(Region pointing data)
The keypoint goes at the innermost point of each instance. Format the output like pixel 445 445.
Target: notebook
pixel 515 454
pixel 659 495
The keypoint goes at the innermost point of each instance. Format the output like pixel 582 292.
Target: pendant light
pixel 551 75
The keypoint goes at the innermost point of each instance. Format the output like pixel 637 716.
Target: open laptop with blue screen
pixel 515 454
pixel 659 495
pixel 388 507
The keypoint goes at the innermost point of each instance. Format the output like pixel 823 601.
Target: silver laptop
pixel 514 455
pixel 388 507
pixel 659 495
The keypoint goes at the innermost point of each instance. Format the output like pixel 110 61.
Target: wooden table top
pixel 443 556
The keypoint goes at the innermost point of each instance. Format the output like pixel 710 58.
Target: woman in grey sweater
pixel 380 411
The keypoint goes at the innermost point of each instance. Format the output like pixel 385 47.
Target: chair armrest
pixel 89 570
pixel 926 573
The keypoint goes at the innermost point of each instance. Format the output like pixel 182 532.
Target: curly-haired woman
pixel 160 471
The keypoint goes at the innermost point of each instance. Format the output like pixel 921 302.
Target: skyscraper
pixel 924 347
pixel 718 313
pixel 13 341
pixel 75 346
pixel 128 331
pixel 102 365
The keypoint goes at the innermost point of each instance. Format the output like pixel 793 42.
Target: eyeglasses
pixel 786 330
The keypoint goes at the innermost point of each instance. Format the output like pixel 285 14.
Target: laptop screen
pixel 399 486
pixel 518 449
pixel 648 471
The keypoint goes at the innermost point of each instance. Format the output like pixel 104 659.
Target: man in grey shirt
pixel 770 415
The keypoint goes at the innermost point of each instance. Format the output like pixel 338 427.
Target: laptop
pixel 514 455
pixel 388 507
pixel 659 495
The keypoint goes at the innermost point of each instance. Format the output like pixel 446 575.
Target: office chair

• _Problem_:
Output exactly the lines between the one containing "Target: man in grey shirt" and the final line above, both inclusive.

• _Your response_:
Target: man in grey shirt
pixel 770 415
The keypoint goes at the innermost point of each instance. Format the output like pixel 338 427.
Target: laptop
pixel 514 455
pixel 388 507
pixel 659 495
The keypoint goes at the innermost point of each instance. Format the output like pixel 446 575.
Target: office chair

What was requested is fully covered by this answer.